SELECTED PASSAGE:
▼
This assignment is connected to the following overall learning goals of the course:

Be familiar with NLP methods in three key areas: text classification, text generation, and language understanding
Explore various NLP applications, including applications with positive societal impact

Submit these files: model.py, report.md
Omit these files: test.py, test_mini.py, util.py, POS_train.txt, POS_dev.txt
Leaderboard: In the leaderboard for this assignment, you will be ranked according to your accuracy score on a hidden test set (there is a secondary ranking based on time). Your first two submissions without errors each day will count towards the leaderboard.
Credits: This assignment is adapted from Rada Mihalcea’s assignment on part of speech tagging.

Using the starter code for this assignment to help with you homework 2 submission (either because you are submitting late or because you are doing a revision) will be considered an honor code violation.

Implementation Details

You should implement the Viterbi algorithm as described in the textbook. The starter code should help you out a lot - it includes code that will compute initialization log probabilities (self._init_log_probs), transition log probabilities (self._transition_log_probs), emission log probabilities (self._emission_log_probs), and the unique tags (self._tags) for you. In the pseudocode in the textbook, these are referred to as $\pi$, $A$, $B$, and $Q$, respectively (see slp section 8.4.2).

Your implementation should be similar to the psuedocode in the textbook, with a few modifications:

In the transition likelihoods, we implement laplace smoothing to avoid 0 probabilities. Instead of adding 1, add self.k_transition (see the starter code - this is called add-k smoothing, and we discussed it briefly when discussing n-gram language models). If k = 0, there is no smoothing. Specifically, $P_{smooth}(t_i \vert t_{i-1})$ can be computed as $\frac{C(t_{i - 1}, t_i) + k}{C(t_{i-1}) + k * \vert Q \vert}$, where $k$ is self.k_transition and $\vert Q \vert$ is the number of unique tags.
▲
COLLECTED DATA:
▼
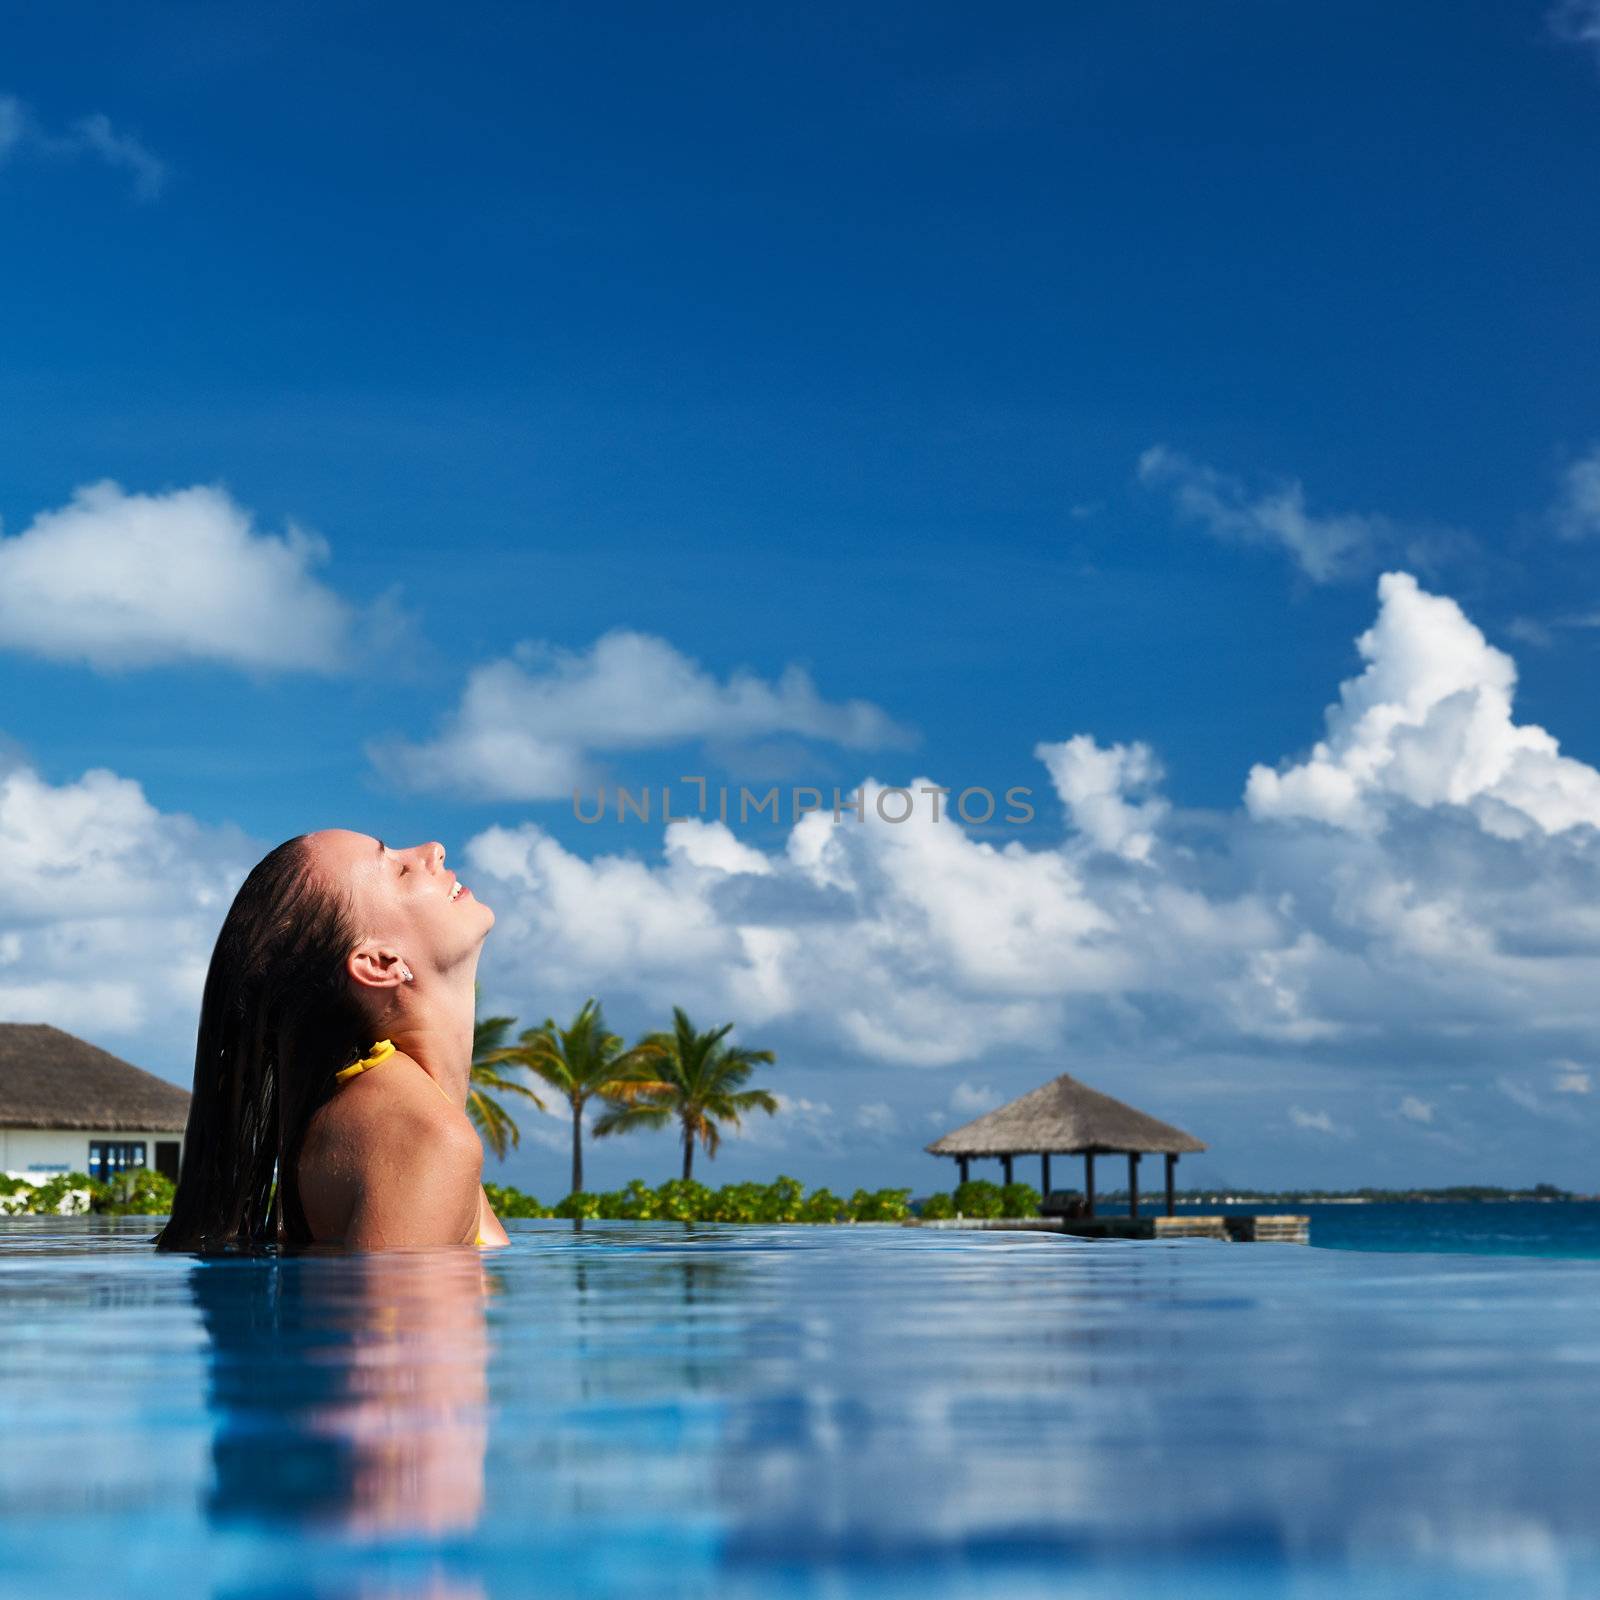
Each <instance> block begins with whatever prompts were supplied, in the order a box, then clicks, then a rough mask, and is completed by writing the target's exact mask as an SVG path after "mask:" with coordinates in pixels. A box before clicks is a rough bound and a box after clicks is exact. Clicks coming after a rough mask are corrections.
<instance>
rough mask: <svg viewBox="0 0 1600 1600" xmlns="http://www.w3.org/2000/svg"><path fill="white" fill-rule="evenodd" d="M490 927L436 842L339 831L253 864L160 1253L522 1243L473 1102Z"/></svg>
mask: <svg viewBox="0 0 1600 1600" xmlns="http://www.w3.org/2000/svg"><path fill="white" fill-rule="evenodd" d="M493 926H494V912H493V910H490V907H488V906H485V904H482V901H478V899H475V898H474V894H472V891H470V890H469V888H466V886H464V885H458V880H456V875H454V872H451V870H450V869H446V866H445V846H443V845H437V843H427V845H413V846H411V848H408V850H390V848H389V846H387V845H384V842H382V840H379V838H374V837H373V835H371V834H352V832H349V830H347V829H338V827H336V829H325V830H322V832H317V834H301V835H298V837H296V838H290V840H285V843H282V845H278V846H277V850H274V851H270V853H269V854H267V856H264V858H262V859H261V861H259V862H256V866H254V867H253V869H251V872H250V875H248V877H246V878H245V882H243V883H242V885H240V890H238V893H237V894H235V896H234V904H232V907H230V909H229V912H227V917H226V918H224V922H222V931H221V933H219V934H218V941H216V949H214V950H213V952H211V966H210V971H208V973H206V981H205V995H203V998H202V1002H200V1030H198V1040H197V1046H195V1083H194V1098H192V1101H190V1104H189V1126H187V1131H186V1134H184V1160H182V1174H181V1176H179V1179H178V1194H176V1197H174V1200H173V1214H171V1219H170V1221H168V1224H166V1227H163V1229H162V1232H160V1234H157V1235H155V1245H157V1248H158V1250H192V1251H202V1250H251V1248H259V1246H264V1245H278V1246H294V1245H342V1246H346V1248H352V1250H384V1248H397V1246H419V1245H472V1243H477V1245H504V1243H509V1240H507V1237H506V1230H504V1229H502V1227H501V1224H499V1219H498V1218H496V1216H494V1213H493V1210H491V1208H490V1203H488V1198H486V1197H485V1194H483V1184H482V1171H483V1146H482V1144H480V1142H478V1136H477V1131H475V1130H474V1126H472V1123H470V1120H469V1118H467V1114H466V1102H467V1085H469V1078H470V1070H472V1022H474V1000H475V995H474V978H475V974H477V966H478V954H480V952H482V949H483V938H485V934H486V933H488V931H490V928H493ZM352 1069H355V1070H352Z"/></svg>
▲
TASK SET:
[a] According to the assignment description, why is add-k smoothing applied to the transition likelihoods? Answer in one to three sentences.
[b] Write the next part of the assignment description, starting after its final sentence about how the smoothed transition probability is computed.
The data on this page are not needed for any of the tasks.

ANSWERS PROVIDED:
[a] Add-k smoothing is applied to the transition likelihoods to avoid 0 probabilities. Instead of adding 1, the value self.k_transition is added, and when k is 0 no smoothing takes place.

[b]
In your emission likelihoods, we add an unknown word using the tag "<UNK>" for each POS tag. The unknown word should have count self.k_emission (which may be a float). self.k_emission is also added to all other counts. Specifically, for all words where $C(t_i, w_i) > 0$, $P_{smooth}(w_i \vert t_i) = \frac{C(t_i, w_i) + k}{C(t_i) + k * (\vert W \vert + 1)}$, where $k$ is self.k_emission and $\vert W \vert$ is the number of words that appear with tag $t_i$. $P_{smooth}(\text{UNK} \vert t_i) = \frac{k}{C(t_i) + k * (\vert W \vert + 1)}$.
- When you see unknown word/tag pairs when executing the Viterbi algorithm, you should look up the probability of "<UNK>" associated with that tag.
Your calculations should all be performed in log space to avoid underflow. We’ll convert probabilities of 0 to log probabilities of $-\infty$.

Resources

Starter Code

The starter code for this assignment provides a main method and an abstract POSTagger class. Your main task is to fill in the _predict_one method of the HMMPOSTagger subclass. You might also edit the __init__ method of the subclass. Do not edit any of the other classes.

The starter code also provides a baseline POS tagger, BaselinePOSTagger. The train method creates a dictionary that stores the most common tag for each token in the training data. That tag is chosen by the _predict_one method if the token appeared in the training data. If the token didn’t occur in the training data, the most common tag overall is chosen.

You may find that some code from homework 2 is helpful, and you should feel free to copy it over!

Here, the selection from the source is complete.